───── Excerpted records
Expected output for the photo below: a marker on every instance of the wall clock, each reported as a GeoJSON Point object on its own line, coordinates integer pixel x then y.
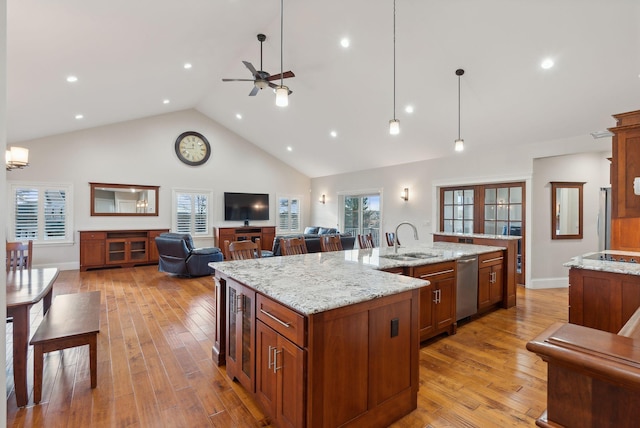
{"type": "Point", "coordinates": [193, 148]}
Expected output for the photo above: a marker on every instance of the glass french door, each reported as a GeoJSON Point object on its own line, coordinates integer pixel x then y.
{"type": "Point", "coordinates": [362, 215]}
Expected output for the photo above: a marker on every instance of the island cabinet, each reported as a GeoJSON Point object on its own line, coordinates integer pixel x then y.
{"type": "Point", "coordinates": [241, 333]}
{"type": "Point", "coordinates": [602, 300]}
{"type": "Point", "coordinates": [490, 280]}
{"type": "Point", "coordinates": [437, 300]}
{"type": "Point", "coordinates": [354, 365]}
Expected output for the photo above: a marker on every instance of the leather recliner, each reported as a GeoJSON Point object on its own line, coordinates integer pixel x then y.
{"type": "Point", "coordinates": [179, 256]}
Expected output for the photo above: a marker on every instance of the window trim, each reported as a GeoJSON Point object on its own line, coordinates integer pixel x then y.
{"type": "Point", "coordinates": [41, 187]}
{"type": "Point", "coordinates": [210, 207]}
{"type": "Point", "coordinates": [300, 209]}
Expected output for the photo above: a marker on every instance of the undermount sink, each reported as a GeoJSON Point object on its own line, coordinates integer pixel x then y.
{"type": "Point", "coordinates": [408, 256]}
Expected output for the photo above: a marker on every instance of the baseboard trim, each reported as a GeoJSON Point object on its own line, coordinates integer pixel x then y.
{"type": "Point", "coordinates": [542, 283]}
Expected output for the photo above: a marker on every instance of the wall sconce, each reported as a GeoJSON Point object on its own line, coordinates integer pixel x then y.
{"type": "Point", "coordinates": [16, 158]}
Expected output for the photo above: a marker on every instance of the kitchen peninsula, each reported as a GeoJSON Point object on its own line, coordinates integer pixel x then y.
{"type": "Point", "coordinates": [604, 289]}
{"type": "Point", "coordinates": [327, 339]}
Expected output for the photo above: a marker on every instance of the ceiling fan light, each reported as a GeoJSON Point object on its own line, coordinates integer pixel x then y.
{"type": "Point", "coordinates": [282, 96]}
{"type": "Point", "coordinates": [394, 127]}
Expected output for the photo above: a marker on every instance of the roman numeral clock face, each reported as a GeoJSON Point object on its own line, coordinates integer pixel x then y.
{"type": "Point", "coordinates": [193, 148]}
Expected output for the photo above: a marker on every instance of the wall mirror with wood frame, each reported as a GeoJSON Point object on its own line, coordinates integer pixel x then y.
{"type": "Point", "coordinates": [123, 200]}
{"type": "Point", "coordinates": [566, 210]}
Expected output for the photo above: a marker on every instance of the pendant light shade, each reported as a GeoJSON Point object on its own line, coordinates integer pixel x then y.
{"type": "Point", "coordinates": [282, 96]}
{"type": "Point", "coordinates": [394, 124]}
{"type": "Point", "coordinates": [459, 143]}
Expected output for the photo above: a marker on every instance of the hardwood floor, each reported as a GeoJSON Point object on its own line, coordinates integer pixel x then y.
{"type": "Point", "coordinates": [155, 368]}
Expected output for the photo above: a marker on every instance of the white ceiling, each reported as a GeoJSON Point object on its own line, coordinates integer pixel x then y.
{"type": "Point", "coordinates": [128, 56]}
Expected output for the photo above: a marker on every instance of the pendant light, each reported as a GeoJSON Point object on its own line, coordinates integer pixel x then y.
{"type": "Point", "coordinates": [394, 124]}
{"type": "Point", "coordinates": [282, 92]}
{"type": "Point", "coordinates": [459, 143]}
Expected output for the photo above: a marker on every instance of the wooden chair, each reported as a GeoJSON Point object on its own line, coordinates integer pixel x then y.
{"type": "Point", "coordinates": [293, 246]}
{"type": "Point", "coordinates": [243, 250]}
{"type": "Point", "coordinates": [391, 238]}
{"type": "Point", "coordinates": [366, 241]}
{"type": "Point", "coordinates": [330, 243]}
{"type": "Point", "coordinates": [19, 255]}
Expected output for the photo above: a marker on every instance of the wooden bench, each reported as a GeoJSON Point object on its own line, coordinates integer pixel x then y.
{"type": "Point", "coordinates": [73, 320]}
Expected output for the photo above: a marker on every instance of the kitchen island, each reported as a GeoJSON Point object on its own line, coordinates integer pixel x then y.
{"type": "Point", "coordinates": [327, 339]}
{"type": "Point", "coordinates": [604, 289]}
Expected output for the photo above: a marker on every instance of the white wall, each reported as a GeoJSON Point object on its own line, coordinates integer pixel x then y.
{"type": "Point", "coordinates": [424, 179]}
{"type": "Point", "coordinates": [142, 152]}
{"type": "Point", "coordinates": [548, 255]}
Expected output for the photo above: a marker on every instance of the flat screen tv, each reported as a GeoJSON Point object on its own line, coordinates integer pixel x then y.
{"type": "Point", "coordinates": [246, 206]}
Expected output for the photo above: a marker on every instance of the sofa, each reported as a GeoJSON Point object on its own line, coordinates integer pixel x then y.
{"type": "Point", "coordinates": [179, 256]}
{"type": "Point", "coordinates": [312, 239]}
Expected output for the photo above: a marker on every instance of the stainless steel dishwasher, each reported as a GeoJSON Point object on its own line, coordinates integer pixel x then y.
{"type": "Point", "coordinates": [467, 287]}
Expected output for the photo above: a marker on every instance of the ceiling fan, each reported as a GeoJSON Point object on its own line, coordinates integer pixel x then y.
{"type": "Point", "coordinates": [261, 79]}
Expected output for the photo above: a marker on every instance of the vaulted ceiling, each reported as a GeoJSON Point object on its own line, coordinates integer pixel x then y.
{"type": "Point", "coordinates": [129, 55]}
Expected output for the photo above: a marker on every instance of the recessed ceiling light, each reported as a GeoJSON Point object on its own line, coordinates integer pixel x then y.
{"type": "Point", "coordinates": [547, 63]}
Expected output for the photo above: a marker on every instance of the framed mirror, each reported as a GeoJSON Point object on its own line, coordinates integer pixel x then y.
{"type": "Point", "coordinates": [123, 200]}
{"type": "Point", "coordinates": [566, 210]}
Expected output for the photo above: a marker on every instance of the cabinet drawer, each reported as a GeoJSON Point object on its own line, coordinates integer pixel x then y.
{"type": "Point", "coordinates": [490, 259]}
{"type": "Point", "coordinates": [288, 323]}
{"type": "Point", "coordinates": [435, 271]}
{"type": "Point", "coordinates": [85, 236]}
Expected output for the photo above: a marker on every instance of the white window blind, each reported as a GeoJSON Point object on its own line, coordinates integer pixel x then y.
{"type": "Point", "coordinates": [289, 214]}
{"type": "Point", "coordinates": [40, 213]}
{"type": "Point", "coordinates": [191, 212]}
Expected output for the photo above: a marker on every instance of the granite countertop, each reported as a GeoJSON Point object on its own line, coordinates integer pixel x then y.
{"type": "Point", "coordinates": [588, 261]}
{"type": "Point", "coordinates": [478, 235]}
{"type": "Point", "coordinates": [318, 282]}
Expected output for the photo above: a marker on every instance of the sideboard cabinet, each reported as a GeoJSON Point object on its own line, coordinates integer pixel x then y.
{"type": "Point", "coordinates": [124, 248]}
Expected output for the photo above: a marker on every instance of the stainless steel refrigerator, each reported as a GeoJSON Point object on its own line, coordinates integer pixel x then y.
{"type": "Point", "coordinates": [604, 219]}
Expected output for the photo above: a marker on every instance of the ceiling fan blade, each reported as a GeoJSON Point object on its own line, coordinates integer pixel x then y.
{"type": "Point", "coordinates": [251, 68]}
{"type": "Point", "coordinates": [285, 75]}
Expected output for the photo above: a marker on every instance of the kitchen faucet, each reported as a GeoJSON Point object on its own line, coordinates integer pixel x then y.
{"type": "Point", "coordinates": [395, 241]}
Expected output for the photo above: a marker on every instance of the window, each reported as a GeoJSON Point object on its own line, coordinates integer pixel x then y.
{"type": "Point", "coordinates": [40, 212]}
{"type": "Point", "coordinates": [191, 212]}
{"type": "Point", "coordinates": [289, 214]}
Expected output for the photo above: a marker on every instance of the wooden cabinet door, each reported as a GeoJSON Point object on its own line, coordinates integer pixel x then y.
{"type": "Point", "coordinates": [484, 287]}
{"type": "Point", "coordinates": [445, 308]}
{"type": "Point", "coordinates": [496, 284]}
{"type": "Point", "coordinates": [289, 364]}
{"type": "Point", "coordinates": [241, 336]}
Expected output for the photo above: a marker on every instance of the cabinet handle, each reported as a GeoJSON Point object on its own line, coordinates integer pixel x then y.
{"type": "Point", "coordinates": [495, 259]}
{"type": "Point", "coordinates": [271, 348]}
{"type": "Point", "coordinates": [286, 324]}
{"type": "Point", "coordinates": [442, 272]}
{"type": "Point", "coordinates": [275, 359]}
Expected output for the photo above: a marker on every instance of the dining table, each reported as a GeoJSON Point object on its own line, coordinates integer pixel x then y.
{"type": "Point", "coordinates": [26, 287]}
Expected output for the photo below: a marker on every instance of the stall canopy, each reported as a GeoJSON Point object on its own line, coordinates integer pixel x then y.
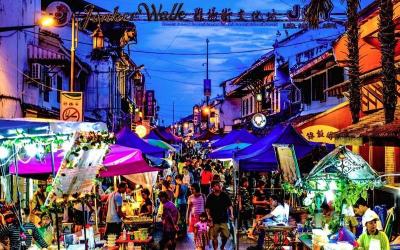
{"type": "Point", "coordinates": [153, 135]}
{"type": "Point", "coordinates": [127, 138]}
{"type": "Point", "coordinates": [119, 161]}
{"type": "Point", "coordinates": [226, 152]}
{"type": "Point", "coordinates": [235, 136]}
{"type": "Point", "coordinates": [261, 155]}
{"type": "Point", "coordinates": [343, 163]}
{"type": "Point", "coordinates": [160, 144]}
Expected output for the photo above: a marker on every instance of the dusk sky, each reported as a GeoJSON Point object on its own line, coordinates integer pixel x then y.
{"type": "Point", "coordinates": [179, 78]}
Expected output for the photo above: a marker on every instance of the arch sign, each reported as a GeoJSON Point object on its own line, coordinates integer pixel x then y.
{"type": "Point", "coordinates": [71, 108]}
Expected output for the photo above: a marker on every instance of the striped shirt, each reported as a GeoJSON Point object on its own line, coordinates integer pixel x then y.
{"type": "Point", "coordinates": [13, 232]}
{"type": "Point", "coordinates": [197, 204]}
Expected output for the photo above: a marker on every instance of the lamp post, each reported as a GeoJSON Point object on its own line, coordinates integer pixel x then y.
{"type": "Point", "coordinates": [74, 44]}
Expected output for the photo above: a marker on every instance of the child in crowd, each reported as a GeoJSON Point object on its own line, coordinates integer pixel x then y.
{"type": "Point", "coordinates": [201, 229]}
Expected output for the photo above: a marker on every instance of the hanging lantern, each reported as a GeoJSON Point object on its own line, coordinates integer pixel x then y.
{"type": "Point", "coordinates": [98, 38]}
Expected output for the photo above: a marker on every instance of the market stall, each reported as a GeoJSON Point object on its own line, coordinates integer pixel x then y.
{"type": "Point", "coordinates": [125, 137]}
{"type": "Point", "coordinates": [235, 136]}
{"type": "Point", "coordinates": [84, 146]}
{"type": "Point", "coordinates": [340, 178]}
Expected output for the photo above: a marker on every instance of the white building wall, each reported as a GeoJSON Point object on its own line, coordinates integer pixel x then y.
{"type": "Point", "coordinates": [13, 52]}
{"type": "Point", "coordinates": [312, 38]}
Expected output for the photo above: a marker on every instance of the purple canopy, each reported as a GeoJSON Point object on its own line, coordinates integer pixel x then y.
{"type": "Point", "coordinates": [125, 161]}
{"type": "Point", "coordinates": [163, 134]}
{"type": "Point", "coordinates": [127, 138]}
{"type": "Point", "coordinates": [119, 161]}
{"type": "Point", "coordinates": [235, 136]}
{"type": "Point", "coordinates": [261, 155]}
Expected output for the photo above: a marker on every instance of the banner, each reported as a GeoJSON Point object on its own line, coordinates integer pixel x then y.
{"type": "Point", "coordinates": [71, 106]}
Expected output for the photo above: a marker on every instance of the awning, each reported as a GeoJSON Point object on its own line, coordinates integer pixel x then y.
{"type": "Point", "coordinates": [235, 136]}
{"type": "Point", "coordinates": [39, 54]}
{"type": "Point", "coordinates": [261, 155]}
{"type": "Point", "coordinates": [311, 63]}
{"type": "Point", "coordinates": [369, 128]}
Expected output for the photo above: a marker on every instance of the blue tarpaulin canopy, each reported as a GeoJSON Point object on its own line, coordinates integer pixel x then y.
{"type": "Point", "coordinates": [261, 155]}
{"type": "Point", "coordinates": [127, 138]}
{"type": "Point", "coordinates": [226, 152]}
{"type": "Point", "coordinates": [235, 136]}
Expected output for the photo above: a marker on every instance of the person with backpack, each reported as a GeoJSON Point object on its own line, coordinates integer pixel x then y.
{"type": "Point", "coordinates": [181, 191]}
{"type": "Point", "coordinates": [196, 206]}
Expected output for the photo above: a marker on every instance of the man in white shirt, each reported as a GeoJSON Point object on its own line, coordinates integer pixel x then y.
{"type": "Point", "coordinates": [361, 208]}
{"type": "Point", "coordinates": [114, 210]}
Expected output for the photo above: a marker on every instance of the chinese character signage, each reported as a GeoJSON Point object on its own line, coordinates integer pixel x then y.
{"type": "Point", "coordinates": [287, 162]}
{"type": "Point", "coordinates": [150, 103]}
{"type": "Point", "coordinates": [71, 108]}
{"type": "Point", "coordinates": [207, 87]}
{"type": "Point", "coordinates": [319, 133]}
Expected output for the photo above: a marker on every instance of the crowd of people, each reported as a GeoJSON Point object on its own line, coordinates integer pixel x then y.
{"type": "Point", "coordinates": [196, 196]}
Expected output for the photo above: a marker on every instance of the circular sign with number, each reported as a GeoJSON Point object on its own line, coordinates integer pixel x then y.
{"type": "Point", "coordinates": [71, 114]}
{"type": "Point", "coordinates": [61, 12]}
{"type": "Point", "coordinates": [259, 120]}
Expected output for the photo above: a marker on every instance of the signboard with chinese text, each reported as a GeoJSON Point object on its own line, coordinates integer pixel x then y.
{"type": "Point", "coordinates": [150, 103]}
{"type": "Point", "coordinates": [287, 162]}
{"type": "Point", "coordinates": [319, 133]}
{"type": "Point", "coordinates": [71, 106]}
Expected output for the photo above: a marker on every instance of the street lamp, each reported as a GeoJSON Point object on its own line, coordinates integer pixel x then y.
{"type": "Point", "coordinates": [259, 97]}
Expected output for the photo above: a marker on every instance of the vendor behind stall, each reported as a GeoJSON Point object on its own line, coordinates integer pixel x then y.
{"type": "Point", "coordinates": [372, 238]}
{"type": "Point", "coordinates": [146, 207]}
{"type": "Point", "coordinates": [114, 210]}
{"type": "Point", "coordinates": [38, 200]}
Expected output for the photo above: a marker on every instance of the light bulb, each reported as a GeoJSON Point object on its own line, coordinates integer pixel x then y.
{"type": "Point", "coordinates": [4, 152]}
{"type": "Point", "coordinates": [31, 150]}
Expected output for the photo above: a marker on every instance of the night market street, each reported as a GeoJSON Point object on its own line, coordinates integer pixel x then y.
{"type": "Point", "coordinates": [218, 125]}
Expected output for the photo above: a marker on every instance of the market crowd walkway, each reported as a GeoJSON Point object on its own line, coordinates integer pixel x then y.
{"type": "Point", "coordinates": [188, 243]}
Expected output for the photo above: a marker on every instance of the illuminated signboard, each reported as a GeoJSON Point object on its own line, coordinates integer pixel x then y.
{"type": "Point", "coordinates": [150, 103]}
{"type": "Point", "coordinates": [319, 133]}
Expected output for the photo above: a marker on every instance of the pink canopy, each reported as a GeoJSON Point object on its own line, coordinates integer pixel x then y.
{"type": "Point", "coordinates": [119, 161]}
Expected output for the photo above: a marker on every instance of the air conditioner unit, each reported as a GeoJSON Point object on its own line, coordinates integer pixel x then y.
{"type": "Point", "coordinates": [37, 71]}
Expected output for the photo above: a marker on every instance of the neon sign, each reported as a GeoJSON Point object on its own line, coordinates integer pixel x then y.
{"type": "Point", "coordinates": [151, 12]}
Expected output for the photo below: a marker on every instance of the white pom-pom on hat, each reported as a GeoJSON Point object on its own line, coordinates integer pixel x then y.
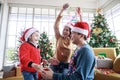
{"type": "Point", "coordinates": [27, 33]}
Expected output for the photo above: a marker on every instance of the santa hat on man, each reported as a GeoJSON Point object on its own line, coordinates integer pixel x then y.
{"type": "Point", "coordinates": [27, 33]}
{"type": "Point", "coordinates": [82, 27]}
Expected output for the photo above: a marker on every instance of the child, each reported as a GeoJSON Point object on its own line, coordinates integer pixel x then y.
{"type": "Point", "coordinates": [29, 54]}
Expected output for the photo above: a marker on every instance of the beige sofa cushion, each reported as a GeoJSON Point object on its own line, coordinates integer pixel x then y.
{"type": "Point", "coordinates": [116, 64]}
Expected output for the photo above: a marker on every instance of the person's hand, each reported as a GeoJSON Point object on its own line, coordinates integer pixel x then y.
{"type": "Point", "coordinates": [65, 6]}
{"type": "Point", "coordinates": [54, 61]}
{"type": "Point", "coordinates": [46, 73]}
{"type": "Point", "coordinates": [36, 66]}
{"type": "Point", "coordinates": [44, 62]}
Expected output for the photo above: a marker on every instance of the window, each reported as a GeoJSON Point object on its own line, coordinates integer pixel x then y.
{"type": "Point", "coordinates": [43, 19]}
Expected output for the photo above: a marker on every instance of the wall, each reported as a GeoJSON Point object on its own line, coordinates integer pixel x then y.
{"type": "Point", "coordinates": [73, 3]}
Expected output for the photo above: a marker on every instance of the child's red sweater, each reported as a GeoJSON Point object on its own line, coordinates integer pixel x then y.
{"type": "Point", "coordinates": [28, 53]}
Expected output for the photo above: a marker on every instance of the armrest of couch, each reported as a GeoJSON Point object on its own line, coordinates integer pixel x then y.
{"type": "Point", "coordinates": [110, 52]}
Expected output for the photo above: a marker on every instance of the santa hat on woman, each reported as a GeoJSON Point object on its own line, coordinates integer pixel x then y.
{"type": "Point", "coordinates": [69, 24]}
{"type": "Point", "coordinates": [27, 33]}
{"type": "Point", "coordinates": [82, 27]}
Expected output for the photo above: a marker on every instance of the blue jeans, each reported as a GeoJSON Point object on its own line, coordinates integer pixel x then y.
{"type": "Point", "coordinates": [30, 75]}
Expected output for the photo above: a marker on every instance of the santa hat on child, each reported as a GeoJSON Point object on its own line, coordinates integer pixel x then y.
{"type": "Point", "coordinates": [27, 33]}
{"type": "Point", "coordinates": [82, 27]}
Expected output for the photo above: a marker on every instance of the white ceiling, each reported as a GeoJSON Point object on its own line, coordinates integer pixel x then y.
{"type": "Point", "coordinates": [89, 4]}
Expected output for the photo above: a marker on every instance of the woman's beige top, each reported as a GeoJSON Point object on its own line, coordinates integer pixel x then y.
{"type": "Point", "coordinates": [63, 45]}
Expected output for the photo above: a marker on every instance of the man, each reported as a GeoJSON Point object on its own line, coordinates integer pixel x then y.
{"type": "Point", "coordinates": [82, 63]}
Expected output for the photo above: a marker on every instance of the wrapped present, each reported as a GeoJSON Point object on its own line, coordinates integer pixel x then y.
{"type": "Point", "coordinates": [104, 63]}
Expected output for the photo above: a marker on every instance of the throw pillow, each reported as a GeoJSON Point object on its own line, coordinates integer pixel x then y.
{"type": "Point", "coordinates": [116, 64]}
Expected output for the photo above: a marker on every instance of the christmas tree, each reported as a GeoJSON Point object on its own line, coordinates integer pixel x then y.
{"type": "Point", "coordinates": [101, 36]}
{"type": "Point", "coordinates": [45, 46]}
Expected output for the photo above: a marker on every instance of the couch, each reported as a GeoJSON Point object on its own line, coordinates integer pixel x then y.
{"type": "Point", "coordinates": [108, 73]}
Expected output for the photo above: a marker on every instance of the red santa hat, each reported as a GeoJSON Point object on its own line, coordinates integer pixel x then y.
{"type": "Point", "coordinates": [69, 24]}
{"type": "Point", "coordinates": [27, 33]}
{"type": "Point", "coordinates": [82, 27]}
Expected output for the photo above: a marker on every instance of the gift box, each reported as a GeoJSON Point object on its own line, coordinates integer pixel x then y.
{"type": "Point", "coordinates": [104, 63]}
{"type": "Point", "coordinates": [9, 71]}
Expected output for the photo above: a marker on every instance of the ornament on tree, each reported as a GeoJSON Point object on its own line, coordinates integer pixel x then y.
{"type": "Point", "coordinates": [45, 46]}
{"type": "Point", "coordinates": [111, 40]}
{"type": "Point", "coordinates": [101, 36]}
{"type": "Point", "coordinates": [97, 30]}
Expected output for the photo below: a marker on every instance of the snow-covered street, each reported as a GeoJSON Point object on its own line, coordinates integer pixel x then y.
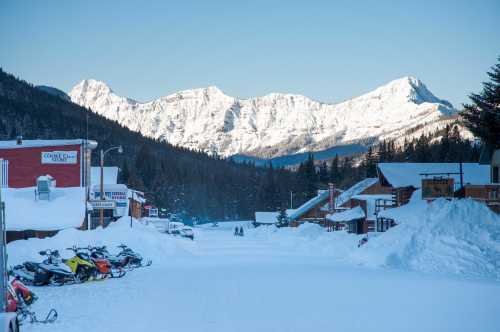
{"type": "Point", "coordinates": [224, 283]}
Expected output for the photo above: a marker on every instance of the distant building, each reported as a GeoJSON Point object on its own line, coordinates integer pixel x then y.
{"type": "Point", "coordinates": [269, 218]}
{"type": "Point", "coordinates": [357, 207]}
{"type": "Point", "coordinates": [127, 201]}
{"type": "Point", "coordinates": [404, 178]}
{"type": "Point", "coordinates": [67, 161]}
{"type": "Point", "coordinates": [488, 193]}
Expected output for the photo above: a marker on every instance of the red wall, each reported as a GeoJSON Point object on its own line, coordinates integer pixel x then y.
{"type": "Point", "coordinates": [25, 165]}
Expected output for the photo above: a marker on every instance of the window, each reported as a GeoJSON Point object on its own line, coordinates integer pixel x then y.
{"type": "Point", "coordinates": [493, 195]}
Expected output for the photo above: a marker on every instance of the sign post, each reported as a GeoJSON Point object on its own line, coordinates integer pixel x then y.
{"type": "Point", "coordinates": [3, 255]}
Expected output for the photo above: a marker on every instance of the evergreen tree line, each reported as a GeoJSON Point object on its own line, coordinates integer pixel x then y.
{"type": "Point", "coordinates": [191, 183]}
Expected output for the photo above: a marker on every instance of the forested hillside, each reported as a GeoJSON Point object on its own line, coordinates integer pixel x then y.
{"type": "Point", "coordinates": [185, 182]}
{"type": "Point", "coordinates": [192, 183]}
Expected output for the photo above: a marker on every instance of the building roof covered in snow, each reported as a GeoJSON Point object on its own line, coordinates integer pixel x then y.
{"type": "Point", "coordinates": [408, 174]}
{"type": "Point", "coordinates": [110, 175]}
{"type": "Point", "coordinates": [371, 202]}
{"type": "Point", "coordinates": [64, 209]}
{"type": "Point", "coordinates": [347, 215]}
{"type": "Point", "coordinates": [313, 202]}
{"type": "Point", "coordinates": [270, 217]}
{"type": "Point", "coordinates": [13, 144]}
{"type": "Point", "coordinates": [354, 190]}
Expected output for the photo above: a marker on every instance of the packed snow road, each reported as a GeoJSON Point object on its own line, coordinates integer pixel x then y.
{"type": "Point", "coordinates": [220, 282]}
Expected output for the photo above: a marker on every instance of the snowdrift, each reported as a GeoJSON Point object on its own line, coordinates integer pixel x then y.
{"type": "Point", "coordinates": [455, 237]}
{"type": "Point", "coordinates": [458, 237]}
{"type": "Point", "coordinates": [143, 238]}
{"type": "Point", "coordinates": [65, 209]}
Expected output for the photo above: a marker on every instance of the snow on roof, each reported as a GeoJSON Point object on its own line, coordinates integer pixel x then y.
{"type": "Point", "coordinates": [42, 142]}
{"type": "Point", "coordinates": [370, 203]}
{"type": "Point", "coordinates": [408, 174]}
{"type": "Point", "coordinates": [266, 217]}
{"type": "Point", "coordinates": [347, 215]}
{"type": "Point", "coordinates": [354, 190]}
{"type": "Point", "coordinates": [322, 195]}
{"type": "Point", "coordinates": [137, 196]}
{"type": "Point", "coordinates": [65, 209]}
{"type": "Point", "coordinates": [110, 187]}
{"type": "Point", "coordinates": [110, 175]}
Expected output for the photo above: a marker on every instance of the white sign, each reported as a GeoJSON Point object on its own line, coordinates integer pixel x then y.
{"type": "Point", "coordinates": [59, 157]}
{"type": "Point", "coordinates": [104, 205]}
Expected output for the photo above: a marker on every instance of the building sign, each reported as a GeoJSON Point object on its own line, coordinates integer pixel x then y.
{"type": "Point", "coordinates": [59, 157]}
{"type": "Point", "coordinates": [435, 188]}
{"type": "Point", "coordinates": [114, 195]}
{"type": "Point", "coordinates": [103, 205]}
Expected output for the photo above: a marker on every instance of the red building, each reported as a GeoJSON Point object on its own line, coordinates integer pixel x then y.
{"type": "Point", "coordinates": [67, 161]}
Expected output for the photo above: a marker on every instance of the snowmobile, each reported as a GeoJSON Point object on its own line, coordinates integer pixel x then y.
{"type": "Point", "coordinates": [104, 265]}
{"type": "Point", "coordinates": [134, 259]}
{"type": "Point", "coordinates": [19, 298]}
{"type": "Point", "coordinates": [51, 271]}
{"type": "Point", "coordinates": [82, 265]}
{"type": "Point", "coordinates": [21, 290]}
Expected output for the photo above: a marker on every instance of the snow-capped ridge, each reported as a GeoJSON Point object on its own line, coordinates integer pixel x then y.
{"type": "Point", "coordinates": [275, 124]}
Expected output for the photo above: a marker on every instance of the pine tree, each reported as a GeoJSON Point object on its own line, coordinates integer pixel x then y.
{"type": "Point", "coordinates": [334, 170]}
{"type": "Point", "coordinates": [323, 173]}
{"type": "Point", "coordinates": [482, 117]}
──────────
◆ **Task to carry out**:
Your task is to transcribe exactly the lines from the one with "of the pine" through the end of the data, both included, and nothing besides.

◆ **Response to this task**:
Expected output for the photo above: a marker on every instance of the pine tree, each reported as a GeoJSON Point object on its own line, coordinates integer pixel x then y.
{"type": "Point", "coordinates": [334, 170]}
{"type": "Point", "coordinates": [323, 173]}
{"type": "Point", "coordinates": [482, 117]}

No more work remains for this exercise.